** 取り組む課題 **
EdgeのCopilot機能を紹介する読解文から、「なお、サイドバーのCopil」で始まり「っていれば利用可能な状態だ。」までの部分を、一字も変えずに書き写してもらえますか？

開いているWebページやPDFファイルについて質問できる

アドレスバーのCopilot

アドレスバーにある「Copilot Search」

 Copilotはサイドバーだけでなく、アドレスバーでも利用できる。アドレスバーに質問を入力後、右側に表示された「Copilot Search」(TAB+EnterでもOK)をクリックすると、Copilotが起動して回答が表示される。回答はインターネット上の情報を元にしているため、最新情報などにも答えてくれる。

右クリックのCopilot

右クリックで単語などを質問できる

 Webページ内のテキストを選択し、右クリックから「Copilotに質問」で簡単に回答してもらうことができ、言葉の意味などを簡単に調べられる。

 また、画像についても同様に右クリックから質問可能となっているため、製品写真などから詳細を調べることも可能だ。

画像について質問

 なお、サイドバーのCopilotでもスクリーンショット機能がサポートされているため、Webページの画像の一部分のみを切り取ったり、動画の一部分を範囲指定したりすることで、同様にCopilotに質問できる。

動画に写り込んだものも範囲指定で質問できる

Copilot Vision

Copilot Visionは画面に映っている情報について会話できる

 技術的に注目されているものの、使いどころがいまひとつ分かりにくい新機能となるのが「Copilot Vision」だ。いわば「見る」機能で、Edgeで開いているページを画像として処理することで、その内容について音声でCopilotと会話できる。

 利用するには、サイドバーからマイクをクリックして音声モードに移行すればいい。画面下部の眼鏡のアイコンが有効になっていれば利用可能な状態だ。

** 資料 **
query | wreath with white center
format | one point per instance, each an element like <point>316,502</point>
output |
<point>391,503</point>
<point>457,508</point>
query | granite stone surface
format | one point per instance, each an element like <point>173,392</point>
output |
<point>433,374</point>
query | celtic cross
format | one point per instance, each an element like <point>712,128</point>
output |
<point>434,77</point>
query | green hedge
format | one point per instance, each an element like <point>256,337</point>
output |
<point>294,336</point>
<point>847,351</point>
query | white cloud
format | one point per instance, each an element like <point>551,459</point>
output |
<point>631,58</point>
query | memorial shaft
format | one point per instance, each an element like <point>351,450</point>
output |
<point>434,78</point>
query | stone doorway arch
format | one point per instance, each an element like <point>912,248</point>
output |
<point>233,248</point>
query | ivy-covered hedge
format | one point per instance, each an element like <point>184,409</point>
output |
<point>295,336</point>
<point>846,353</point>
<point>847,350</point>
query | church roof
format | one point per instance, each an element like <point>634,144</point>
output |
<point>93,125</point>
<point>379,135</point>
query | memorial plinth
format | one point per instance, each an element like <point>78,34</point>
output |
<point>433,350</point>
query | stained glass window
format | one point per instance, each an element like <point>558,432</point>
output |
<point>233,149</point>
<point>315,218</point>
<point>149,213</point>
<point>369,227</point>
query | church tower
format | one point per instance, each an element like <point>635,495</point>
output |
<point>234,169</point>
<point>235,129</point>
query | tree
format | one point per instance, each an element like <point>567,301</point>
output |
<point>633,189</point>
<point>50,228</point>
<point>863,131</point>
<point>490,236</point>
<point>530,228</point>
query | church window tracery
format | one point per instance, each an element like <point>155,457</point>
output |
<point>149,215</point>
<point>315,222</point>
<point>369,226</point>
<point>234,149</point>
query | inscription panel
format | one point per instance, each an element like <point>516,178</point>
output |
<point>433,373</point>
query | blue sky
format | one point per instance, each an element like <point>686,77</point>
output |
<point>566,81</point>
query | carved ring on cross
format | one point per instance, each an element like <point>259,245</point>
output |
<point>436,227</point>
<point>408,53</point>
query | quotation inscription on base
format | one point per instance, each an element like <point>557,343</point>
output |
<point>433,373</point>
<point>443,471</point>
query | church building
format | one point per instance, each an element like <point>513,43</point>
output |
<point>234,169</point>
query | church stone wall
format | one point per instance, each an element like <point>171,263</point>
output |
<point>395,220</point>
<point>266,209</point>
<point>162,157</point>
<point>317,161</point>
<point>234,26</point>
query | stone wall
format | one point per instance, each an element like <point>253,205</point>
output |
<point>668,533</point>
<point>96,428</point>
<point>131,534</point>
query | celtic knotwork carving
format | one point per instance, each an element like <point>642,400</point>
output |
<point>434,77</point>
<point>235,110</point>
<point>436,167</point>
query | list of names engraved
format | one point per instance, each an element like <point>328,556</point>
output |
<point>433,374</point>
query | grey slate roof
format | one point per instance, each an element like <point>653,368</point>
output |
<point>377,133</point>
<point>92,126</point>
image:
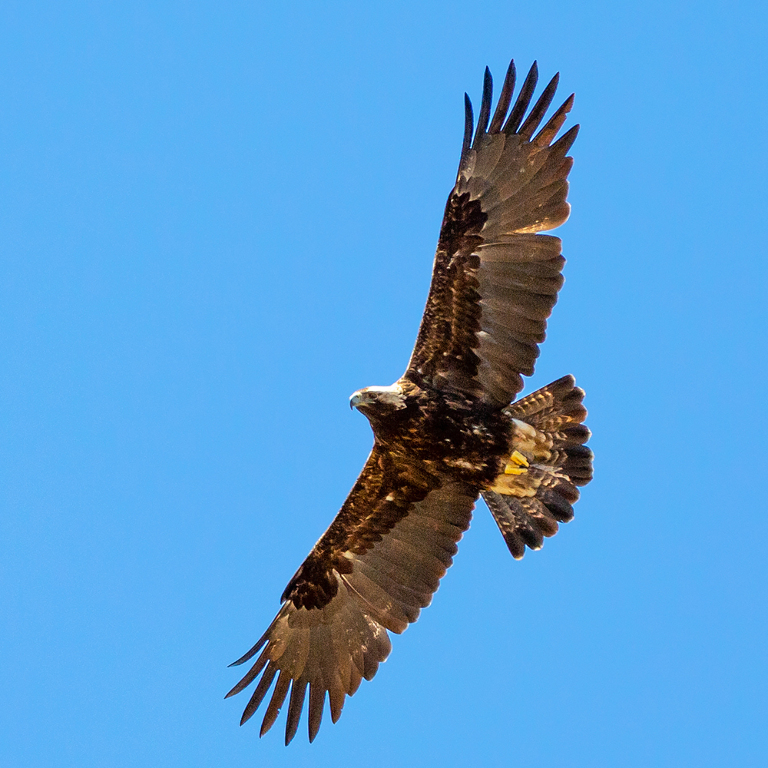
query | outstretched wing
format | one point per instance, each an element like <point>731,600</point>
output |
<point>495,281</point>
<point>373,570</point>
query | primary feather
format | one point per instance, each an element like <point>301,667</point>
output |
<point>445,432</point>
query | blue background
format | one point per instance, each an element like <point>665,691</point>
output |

** 仕上げた解答 **
なお、サイドバーのCopilotでもスクリーンショット機能がサポートされているため、Webページの画像の一部分のみを切り取ったり、動画の一部分を範囲指定したりすることで、同様にCopilotに質問できる。

動画に写り込んだものも範囲指定で質問できる

Copilot Vision

Copilot Visionは画面に映っている情報について会話できる

 技術的に注目されているものの、使いどころがいまひとつ分かりにくい新機能となるのが「Copilot Vision」だ。いわば「見る」機能で、Edgeで開いているページを画像として処理することで、その内容について音声でCopilotと会話できる。

 利用するには、サイドバーからマイクをクリックして音声モードに移行すればいい。画面下部の眼鏡のアイコンが有効になっていれば利用可能な状態だ。